● What is expected:
In the listing that follows, locate the line containing "the woman wearing headscarf" and the line containing "x=117, y=194". Retype exactly those two lines and every line between them, and nothing more.

● The records:
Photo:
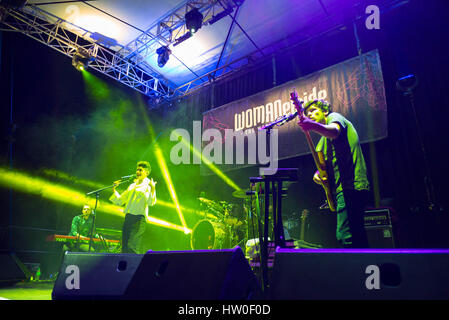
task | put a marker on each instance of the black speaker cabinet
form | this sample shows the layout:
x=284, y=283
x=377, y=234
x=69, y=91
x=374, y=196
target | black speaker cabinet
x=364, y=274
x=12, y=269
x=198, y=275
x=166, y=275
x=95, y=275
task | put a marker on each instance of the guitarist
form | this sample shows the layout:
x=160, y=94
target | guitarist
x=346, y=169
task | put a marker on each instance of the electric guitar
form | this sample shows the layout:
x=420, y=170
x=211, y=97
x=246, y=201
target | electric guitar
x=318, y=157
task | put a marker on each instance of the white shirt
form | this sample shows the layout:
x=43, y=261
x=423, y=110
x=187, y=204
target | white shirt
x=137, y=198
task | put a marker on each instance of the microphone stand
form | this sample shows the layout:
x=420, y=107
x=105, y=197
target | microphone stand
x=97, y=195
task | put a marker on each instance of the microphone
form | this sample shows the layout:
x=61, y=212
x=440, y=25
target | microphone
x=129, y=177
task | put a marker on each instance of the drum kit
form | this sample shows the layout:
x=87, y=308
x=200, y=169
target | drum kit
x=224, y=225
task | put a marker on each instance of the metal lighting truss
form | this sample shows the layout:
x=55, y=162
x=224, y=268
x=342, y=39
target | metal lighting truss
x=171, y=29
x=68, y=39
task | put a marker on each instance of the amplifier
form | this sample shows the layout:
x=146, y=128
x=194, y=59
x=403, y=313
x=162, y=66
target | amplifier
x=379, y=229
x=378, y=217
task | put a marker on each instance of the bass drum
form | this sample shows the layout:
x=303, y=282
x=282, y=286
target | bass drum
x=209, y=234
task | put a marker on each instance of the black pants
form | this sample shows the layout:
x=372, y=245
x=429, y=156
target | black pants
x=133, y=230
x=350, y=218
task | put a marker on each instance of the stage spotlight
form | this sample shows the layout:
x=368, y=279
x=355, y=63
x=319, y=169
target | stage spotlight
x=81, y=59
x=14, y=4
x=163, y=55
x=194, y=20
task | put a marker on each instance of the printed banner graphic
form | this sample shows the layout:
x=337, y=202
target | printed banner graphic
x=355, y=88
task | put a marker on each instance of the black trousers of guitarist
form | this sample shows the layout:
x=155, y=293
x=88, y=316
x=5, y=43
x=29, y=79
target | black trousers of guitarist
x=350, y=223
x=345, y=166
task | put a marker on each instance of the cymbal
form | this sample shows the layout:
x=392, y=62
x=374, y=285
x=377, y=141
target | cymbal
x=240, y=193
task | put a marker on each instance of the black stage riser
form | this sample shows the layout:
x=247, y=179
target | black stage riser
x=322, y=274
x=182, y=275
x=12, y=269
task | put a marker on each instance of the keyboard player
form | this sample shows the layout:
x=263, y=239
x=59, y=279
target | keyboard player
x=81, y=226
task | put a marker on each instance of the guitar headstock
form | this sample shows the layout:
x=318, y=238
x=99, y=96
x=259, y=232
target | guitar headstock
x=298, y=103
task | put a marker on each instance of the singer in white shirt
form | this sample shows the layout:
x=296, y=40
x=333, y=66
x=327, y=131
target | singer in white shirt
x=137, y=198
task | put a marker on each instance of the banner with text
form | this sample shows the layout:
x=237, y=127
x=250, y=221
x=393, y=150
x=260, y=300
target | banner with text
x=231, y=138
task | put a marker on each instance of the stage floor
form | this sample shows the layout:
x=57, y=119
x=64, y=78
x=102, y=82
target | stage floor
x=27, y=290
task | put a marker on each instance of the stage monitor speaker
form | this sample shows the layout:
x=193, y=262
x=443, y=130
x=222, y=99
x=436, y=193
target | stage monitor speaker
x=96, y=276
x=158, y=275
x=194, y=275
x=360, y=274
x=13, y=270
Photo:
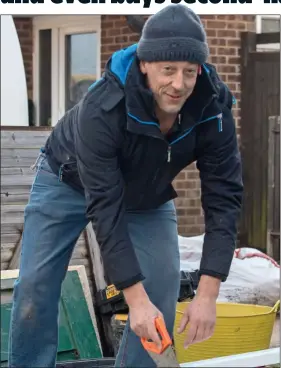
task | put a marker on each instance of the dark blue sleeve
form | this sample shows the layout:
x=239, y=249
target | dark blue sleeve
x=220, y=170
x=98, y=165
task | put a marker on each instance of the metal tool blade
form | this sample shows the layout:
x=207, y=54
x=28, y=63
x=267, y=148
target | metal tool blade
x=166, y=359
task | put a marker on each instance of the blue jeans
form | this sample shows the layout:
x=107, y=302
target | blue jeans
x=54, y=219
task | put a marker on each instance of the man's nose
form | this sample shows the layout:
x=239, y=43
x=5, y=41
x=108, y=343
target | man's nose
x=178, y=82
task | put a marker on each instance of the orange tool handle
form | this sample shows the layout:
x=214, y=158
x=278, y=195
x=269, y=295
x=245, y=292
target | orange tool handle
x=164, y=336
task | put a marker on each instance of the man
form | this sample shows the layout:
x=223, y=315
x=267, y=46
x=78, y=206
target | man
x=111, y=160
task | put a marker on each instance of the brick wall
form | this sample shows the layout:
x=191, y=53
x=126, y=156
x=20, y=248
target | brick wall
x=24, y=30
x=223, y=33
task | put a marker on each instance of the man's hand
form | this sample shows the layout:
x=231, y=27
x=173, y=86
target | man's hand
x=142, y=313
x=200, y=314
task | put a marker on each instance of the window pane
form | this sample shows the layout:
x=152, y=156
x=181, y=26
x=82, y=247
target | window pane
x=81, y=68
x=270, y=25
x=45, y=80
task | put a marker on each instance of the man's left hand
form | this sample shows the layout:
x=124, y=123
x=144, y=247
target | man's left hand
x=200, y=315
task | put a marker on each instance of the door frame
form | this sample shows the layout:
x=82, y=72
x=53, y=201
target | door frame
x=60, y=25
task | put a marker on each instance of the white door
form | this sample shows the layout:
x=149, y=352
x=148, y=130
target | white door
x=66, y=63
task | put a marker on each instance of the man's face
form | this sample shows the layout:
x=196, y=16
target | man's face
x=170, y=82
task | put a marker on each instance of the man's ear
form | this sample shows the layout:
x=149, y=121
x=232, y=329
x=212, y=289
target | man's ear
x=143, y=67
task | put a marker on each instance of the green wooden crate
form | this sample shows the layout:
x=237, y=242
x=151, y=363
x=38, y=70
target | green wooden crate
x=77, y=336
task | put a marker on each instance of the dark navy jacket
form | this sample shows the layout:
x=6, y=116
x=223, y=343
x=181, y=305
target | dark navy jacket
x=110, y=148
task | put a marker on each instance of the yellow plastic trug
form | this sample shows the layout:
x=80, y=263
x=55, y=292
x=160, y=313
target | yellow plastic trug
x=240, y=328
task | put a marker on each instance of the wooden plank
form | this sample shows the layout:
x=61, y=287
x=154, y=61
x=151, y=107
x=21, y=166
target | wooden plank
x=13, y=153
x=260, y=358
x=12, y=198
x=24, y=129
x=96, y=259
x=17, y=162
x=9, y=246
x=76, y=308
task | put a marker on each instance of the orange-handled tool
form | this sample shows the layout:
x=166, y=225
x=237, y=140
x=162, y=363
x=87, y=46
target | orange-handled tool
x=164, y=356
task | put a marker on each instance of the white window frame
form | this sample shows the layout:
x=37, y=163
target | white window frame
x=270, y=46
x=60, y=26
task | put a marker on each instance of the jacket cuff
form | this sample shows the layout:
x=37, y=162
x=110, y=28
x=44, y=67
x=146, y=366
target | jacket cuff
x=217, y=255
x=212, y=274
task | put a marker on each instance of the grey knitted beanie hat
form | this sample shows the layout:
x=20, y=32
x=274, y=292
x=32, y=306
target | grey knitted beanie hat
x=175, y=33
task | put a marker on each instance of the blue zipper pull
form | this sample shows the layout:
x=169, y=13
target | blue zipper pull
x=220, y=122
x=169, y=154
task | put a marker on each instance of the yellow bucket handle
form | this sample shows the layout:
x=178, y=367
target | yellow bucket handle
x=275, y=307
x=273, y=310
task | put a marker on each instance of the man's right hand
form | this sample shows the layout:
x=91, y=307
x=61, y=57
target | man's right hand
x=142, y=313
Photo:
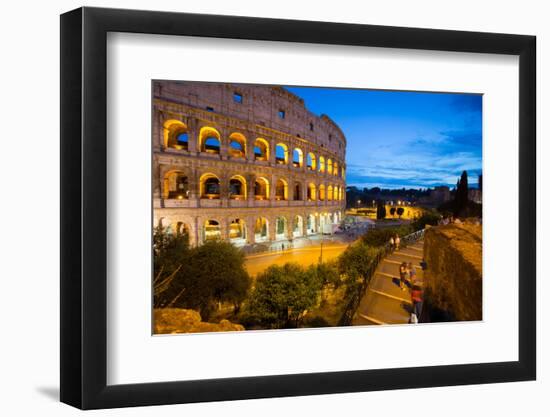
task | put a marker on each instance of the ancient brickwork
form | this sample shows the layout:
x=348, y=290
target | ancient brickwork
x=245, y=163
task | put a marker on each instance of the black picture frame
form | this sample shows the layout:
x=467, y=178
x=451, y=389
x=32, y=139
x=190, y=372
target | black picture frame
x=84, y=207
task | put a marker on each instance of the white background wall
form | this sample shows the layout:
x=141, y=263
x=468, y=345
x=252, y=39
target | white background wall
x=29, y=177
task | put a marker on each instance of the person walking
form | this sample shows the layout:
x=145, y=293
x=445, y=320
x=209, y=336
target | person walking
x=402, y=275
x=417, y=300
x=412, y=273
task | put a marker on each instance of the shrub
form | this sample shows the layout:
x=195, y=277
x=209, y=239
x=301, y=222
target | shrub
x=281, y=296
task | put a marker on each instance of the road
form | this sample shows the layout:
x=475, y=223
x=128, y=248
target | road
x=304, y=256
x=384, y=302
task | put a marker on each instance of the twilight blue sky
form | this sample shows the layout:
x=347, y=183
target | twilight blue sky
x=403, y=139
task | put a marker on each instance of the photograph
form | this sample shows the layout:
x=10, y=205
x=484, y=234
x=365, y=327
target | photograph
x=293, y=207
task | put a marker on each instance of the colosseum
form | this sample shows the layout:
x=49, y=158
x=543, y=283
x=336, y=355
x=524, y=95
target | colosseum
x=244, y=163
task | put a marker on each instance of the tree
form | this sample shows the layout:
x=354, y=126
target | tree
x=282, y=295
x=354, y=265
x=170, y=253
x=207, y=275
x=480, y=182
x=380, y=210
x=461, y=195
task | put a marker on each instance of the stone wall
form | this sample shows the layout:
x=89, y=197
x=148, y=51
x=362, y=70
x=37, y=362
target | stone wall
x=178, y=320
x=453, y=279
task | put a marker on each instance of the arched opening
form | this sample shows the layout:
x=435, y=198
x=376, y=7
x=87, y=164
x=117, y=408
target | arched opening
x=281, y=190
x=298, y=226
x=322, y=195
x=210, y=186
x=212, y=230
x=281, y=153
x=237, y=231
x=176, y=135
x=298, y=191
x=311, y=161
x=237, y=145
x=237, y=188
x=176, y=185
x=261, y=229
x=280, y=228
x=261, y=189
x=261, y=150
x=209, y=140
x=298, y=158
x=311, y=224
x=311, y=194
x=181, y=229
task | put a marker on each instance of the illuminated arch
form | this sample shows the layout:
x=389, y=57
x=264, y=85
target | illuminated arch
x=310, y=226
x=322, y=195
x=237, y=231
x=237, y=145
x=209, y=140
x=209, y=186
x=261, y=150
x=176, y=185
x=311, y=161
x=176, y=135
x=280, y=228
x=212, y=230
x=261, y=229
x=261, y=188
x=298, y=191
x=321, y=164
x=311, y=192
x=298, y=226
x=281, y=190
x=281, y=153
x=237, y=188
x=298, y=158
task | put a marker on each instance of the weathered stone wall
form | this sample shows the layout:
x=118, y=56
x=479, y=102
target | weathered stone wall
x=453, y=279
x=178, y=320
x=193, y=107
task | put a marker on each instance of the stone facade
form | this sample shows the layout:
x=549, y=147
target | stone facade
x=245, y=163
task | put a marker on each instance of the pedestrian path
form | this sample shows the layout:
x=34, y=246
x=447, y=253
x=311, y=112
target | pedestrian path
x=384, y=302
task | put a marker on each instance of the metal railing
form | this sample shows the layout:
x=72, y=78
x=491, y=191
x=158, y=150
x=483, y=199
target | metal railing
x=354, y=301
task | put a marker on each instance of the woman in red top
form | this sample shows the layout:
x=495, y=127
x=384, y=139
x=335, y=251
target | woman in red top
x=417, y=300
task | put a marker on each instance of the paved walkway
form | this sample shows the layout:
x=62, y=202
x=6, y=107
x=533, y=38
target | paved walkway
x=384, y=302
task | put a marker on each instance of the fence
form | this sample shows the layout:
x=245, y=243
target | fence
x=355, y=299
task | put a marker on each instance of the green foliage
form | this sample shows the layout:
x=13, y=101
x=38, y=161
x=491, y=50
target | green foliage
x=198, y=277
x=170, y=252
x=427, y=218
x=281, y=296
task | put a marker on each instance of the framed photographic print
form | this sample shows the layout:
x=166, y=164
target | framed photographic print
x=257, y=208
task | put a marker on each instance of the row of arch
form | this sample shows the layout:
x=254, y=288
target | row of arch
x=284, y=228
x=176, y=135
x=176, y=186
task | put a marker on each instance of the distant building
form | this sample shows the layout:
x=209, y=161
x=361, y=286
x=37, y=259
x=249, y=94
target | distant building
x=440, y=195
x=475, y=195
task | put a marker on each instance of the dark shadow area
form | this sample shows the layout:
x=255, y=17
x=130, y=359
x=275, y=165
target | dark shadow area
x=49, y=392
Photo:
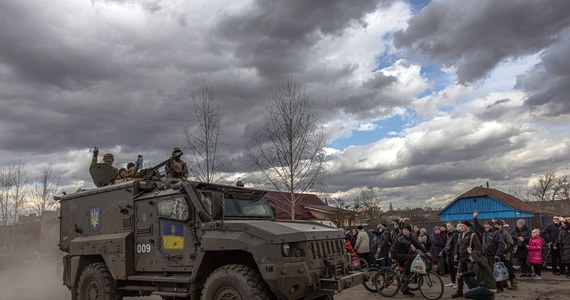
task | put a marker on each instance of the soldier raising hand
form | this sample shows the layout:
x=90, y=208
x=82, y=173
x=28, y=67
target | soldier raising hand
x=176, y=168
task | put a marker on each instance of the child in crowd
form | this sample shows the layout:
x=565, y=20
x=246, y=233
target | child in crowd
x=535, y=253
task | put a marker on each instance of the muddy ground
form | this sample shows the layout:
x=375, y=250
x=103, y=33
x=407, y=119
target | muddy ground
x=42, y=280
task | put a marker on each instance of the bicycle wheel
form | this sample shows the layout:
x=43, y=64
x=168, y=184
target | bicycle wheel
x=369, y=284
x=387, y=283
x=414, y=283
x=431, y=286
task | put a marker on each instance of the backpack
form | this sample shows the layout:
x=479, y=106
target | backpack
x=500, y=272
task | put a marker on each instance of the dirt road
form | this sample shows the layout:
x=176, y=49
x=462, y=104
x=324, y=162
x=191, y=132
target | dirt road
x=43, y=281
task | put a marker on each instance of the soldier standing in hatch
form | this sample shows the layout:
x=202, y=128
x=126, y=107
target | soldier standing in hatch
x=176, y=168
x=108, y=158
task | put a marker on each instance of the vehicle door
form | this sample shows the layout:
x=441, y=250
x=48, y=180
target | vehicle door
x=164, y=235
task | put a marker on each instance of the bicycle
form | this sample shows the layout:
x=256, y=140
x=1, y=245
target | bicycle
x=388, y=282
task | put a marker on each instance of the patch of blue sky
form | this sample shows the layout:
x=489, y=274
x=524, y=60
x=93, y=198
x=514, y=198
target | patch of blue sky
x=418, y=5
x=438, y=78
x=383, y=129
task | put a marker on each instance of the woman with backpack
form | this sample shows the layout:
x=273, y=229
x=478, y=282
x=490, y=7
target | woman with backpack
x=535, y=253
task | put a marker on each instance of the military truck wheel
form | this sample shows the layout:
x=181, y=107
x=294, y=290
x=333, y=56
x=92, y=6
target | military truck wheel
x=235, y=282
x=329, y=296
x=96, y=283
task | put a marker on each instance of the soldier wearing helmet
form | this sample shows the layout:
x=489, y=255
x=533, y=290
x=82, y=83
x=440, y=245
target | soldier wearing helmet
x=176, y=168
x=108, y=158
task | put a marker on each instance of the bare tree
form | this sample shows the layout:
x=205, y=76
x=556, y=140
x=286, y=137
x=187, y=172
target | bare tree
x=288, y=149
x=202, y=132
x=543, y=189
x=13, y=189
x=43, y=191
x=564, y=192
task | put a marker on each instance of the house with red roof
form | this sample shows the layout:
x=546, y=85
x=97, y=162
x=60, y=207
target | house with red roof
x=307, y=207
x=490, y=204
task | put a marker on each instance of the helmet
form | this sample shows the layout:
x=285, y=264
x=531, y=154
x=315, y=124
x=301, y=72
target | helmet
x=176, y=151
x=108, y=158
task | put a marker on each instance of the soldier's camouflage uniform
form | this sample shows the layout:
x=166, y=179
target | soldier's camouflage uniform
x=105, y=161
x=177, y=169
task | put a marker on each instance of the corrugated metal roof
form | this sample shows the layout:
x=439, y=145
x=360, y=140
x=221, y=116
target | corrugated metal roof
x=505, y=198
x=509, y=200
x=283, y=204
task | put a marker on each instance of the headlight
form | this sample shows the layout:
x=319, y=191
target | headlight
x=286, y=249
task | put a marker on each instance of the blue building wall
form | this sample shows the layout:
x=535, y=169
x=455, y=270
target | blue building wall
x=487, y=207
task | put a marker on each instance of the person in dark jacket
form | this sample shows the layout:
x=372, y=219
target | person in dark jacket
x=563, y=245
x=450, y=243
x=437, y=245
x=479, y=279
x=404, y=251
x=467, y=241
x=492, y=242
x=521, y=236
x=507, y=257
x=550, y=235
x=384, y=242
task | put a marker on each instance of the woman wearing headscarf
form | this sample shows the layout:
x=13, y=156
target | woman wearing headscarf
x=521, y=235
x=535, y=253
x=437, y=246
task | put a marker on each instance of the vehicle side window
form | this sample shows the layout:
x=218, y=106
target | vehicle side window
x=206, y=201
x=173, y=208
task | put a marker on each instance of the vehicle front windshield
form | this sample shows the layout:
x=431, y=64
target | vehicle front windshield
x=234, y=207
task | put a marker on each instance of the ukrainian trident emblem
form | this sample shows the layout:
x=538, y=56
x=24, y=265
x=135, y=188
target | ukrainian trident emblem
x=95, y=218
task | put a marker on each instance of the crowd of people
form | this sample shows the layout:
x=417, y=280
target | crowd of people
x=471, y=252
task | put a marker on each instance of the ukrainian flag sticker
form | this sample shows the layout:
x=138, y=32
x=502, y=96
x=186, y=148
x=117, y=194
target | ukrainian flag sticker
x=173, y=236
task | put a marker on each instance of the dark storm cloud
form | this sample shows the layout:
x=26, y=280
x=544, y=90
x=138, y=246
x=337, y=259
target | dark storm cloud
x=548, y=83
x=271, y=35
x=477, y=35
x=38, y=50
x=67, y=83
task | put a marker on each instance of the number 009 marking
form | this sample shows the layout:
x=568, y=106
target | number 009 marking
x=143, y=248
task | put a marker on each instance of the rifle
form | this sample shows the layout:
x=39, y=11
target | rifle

● Exercise output:
task | put a marker on each instance of the woman wearing headscarf
form | this sample shows the layout:
x=13, y=156
target | woman wearing headscarf
x=521, y=235
x=535, y=253
x=437, y=246
task | put a marker on each instance of the vehicle side window
form | this sample shows the layout:
x=218, y=106
target | vehicle side window
x=206, y=201
x=173, y=208
task | put a marker on each instance of the vehicle front windshield
form | this sample shows the layout:
x=431, y=64
target | vehicle front windshield
x=234, y=207
task | put a marker on each instance of the ukrainian trident emblem
form | this sample shows the layout:
x=538, y=56
x=24, y=265
x=135, y=188
target | ukrainian trident emblem
x=95, y=218
task | put a marker on each instance of the crowd of people
form | this sample shows the layout:
x=417, y=280
target | crowd of people
x=471, y=252
task | put a marker on each instance of the ukrainian flag sticker
form | this sample shows the layout:
x=138, y=32
x=502, y=96
x=186, y=148
x=117, y=194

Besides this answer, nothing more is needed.